* PROBLEM REQUIREMENTS: From the first line to the last, print the data exactly as it appears.

* INPUT DATA:
===============

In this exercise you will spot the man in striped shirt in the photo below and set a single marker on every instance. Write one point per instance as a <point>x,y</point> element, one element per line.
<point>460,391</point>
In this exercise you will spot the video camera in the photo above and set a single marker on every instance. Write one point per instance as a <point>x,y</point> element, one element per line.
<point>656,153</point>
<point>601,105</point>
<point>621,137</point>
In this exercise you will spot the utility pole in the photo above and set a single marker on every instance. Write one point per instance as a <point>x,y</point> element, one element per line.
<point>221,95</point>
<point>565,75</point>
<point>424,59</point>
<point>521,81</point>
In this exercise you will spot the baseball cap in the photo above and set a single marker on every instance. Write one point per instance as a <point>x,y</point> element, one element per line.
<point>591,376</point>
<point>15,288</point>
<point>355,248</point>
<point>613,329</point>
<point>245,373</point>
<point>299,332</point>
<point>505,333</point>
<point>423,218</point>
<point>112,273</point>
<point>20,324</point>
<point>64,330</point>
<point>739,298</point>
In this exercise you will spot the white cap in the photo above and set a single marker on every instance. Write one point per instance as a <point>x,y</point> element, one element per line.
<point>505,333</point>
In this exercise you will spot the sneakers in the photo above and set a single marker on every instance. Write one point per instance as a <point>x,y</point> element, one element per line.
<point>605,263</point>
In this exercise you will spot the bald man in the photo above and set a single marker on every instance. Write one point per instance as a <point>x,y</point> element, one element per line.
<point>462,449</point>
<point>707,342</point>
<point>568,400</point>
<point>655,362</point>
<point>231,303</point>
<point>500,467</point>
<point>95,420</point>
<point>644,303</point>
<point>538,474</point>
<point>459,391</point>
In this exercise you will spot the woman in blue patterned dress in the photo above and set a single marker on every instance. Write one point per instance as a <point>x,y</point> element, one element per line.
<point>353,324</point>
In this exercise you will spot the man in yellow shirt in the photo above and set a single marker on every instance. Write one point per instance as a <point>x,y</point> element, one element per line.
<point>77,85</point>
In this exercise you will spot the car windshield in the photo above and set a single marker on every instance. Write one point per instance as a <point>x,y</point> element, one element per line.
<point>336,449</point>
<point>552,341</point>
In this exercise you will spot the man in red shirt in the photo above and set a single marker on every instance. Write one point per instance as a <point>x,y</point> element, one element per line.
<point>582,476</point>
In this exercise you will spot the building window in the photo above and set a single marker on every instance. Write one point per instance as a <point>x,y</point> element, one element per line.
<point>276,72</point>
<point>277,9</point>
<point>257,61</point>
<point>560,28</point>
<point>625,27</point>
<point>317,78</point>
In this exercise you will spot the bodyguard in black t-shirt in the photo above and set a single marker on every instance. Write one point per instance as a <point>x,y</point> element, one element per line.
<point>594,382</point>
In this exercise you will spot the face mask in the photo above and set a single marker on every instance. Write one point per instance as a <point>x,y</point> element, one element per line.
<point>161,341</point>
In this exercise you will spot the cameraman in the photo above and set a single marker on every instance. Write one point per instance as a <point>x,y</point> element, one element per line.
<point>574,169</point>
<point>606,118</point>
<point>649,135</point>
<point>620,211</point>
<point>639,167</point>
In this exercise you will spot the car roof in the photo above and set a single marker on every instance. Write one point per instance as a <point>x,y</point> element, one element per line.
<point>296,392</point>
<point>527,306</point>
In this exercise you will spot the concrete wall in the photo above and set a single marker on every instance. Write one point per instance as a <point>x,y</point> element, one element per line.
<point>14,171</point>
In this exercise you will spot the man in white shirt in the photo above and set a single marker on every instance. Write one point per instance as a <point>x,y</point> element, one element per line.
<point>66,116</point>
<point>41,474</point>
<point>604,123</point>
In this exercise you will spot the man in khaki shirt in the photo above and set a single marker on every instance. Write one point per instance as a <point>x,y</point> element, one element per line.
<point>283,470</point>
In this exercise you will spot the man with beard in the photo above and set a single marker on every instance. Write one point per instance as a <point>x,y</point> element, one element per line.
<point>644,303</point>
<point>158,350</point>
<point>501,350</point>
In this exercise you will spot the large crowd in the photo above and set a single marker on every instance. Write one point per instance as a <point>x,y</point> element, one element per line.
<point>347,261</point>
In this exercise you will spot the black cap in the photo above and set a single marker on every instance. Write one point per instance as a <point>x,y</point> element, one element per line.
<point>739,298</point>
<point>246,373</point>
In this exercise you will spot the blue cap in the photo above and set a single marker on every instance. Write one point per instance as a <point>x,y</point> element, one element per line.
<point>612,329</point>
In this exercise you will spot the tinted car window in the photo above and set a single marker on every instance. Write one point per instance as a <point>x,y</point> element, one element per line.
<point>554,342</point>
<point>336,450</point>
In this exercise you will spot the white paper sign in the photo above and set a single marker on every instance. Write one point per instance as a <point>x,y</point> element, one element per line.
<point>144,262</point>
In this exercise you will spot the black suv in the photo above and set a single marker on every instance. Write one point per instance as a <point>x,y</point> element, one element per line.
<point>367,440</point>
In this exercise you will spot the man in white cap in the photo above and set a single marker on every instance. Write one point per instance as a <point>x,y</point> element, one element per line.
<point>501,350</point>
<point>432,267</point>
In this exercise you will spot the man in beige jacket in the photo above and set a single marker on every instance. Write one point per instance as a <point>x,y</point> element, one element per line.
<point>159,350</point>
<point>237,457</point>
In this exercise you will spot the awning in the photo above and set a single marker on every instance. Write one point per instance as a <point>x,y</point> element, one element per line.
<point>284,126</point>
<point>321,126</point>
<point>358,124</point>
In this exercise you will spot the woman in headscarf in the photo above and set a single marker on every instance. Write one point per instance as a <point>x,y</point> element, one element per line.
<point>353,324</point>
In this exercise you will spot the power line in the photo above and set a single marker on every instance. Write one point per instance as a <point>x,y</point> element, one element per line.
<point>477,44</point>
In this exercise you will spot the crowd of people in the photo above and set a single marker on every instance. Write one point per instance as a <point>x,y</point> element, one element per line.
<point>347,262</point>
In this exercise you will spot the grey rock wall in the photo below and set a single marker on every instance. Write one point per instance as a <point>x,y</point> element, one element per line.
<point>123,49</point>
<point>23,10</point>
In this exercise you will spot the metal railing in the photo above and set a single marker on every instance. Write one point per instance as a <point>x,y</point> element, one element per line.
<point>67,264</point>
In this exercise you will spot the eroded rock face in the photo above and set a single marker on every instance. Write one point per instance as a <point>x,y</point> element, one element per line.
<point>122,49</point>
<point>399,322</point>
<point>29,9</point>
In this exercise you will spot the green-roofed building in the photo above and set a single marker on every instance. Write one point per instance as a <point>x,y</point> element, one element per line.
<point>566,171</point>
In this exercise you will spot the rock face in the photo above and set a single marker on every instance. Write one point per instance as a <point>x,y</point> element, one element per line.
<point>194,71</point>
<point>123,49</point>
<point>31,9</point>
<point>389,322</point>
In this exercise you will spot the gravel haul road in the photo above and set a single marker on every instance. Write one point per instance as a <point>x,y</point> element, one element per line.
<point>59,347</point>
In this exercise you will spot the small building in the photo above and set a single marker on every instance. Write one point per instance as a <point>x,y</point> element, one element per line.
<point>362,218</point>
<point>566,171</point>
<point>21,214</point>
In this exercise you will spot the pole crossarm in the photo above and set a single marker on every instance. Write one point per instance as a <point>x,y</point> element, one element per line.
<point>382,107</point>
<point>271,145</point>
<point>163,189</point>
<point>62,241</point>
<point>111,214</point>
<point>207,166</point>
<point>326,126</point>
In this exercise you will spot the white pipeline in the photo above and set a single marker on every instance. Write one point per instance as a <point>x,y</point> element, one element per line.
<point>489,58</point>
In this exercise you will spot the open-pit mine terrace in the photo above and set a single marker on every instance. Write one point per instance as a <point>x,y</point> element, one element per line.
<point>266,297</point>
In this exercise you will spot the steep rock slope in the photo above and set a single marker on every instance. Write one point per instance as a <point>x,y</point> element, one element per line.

===============

* EXERCISE RESULT:
In this exercise you will spot the man in striped shirt in the photo below and set a single marker on every instance. Write one point per instance as a <point>x,y</point> element, one element per line.
<point>460,391</point>
In this exercise you will spot the video camera in the photo above and set a single marker on every instance. Write one point per instance as a <point>x,y</point> element, one element per line.
<point>656,153</point>
<point>601,105</point>
<point>621,137</point>
In this exercise you will spot the utility pole in the photo above and set a single marker on every instance. Write one point per instance as a <point>x,y</point> element, one element per line.
<point>221,95</point>
<point>565,75</point>
<point>424,59</point>
<point>521,81</point>
In this exercise you will spot the baseball cap in the photo above and set a single marker on every instance. Write one point per instance as a <point>x,y</point> element, one element per line.
<point>591,376</point>
<point>15,288</point>
<point>355,248</point>
<point>613,329</point>
<point>245,373</point>
<point>299,332</point>
<point>505,333</point>
<point>423,218</point>
<point>112,273</point>
<point>20,324</point>
<point>64,330</point>
<point>739,298</point>
In this exercise you will spot the white cap in the photo above and set a single marker on every instance. Write one point per instance as a <point>x,y</point> element, one element per line.
<point>505,333</point>
In this exercise you will spot the sneakers in the photo above and set a single marker on every instance. Write one point per instance as a <point>x,y</point> element, one element per line.
<point>605,263</point>
In this exercise you will spot the bald man in the photo above and set a single marker on every instance. Write one point per instance as a <point>x,y</point> element, one element per line.
<point>462,449</point>
<point>707,342</point>
<point>568,400</point>
<point>655,362</point>
<point>231,303</point>
<point>500,467</point>
<point>95,420</point>
<point>644,303</point>
<point>538,474</point>
<point>459,391</point>
In this exercise you will spot the woman in blue patterned dress in the photo above and set a single marker on every instance. Write one point per instance as a <point>x,y</point> element, one element per line.
<point>353,324</point>
In this exercise you will spot the man in yellow shirt in the photo above and set a single marker on every instance. Write one point per instance as a <point>x,y</point> element, one element per line.
<point>77,85</point>
In this exercise you will spot the car windshield in the photo above and set a single marker on every instance. Write one point per instance as a <point>x,y</point> element, one element per line.
<point>336,449</point>
<point>552,341</point>
In this exercise you will spot the man in red shirt in the photo above and set a single marker on every instance. Write one point per instance as a <point>x,y</point> element, one element per line.
<point>582,476</point>
In this exercise you will spot the building window in the photo above and set a single marker on every instance. Write one point per instance as a <point>x,y</point> element, one element per line.
<point>276,72</point>
<point>277,9</point>
<point>257,61</point>
<point>560,28</point>
<point>625,27</point>
<point>317,78</point>
In this exercise you will spot the bodyguard in black t-shirt in the photo above and set a single marker on every instance. Write one point per instance as a <point>x,y</point> element, one element per line.
<point>594,382</point>
In this exercise you will spot the face mask in the photo above and set a single marker on every instance. Write one point per instance as a <point>x,y</point> element, one element per line.
<point>161,341</point>
In this exercise you will spot the cameraman in the photo above and set a single marker on every instance. Write one point per instance as a <point>x,y</point> element, one element per line.
<point>574,169</point>
<point>606,118</point>
<point>649,135</point>
<point>620,211</point>
<point>639,167</point>
In this exercise you will spot the car roof in the photo above and set a single marker on every instance. Write one point per instance as a <point>x,y</point> element, one element per line.
<point>296,392</point>
<point>527,306</point>
In this exercise you will spot the concrete wall in the photo above and set a single marker on every instance. Write one point per instance as a <point>x,y</point> element, one element per line.
<point>14,171</point>
In this exercise you will spot the man in white shirt in the photo above and set a single marker on every instance. Write one point per instance as a <point>x,y</point> element, one element per line.
<point>66,116</point>
<point>41,474</point>
<point>604,123</point>
In this exercise you will spot the man in khaki shirt in the photo above and set a single marker on every instance. Write one point per instance as a <point>x,y</point> element, one element per line.
<point>283,470</point>
In this exercise you will spot the man with beard in the photo above and set a single marker on every instance. Write one point per instance as a <point>x,y</point> element, one element per line.
<point>644,303</point>
<point>158,350</point>
<point>501,350</point>
In this exercise you will spot the large crowd in the photo above and set a single marker on every instance. Write one point per instance as a <point>x,y</point> element, one element per line.
<point>347,261</point>
In this exercise you will spot the black cap in the photo above and set a single marker on every instance. Write one point per instance as a <point>x,y</point> element, one element per line.
<point>739,298</point>
<point>246,373</point>
In this exercise you will spot the blue cap in the photo above and set a single marker on every instance. Write one point per instance as a <point>x,y</point> element, one element per line.
<point>612,329</point>
In this exercise you will spot the tinted car window in the photo above and set a single marker on every instance. Write one point per instance as a <point>x,y</point> element, one element per line.
<point>554,342</point>
<point>336,450</point>
In this exercise you will spot the white paper sign in the photo above and set a single marker on every instance. Write one point per instance as a <point>x,y</point> element, one element per line.
<point>144,262</point>
In this exercise you will spot the black suv in the photo above and set a single marker on every instance. Write one point per instance as a <point>x,y</point> element, one element per line.
<point>367,440</point>
In this exercise you will spot the man in white cap in the photo above and set a single marker on every instance. Write one point per instance as a <point>x,y</point> element, one element per line.
<point>501,350</point>
<point>432,267</point>
In this exercise you will spot the man in beige jacket in the photo above and set a single marker on every instance. Write one point per instance as a <point>x,y</point> element, one element per line.
<point>159,350</point>
<point>237,457</point>
In this exercise you will spot the awning in the photo above and set a single marker on every instance. Write one point per instance as a <point>x,y</point> element, one element per line.
<point>284,126</point>
<point>321,126</point>
<point>358,124</point>
In this exercise you will spot the woman in headscarf in the photo above and set a single marker on every instance. Write one point per instance as a <point>x,y</point> element, one element per line.
<point>353,324</point>
In this exercise you will spot the power line in the photo above and set a single marker on every instance. Write one point per instance as a <point>x,y</point> element, one element per line.
<point>477,44</point>
In this exercise you will spot the crowd of people in the photo above and set a single marker on every instance. Write one point per instance as a <point>x,y</point> element, one element per line.
<point>347,262</point>
In this exercise you will spot the grey rock wall in the photo below and set a single marker on every instance. Write one point per instance as a <point>x,y</point> element, one element per line.
<point>123,49</point>
<point>23,10</point>
In this exercise you will spot the metal railing in the photo above and set a single marker on every instance. Write one point per instance as a <point>x,y</point> element, one element per line.
<point>67,264</point>
In this exercise you will spot the eroded rock face in the photo above and set a single marker on every instance. Write one point per instance as a <point>x,y</point> element, one element per line.
<point>122,49</point>
<point>399,322</point>
<point>29,9</point>
In this exercise you will spot the green-roofed building in the photo above and set a single marker on every instance. Write one point per instance as a <point>x,y</point> element, one element per line.
<point>566,171</point>
In this exercise you will spot the rock face in the photo above and set a single marker on every instance. Write one point per instance as a <point>x,y</point> element, one element per line.
<point>194,71</point>
<point>123,49</point>
<point>31,9</point>
<point>389,322</point>
In this exercise you will spot the gravel haul road in the photo above and set a single marker on every instance. Write one point per instance as a <point>x,y</point> element, one element per line.
<point>59,347</point>
In this exercise you will spot the small building in the photo above and set a single marker on every instance. Write one point per instance as a <point>x,y</point> element, one element per line.
<point>362,218</point>
<point>566,171</point>
<point>21,214</point>
In this exercise you will spot the pole crossarm in the photo above and set a single marker on every instance. Write one point per instance as a <point>x,y</point> element, one element per line.
<point>382,107</point>
<point>271,145</point>
<point>163,189</point>
<point>62,241</point>
<point>111,214</point>
<point>207,166</point>
<point>326,126</point>
In this exercise you will spot the white pipeline in the photo above and set a single marker on every instance. Write one point per instance as a <point>x,y</point> element, one element per line.
<point>489,58</point>
In this exercise you will spot the open-pit mine terrace in the photo above and set a single marker on every instance. Write one point per instance as a <point>x,y</point> element, one element per line.
<point>266,297</point>
In this exercise you will spot the steep rock slope in the photo above and set a single marker on every instance. Write one point per instance as a <point>x,y</point> element, one element per line.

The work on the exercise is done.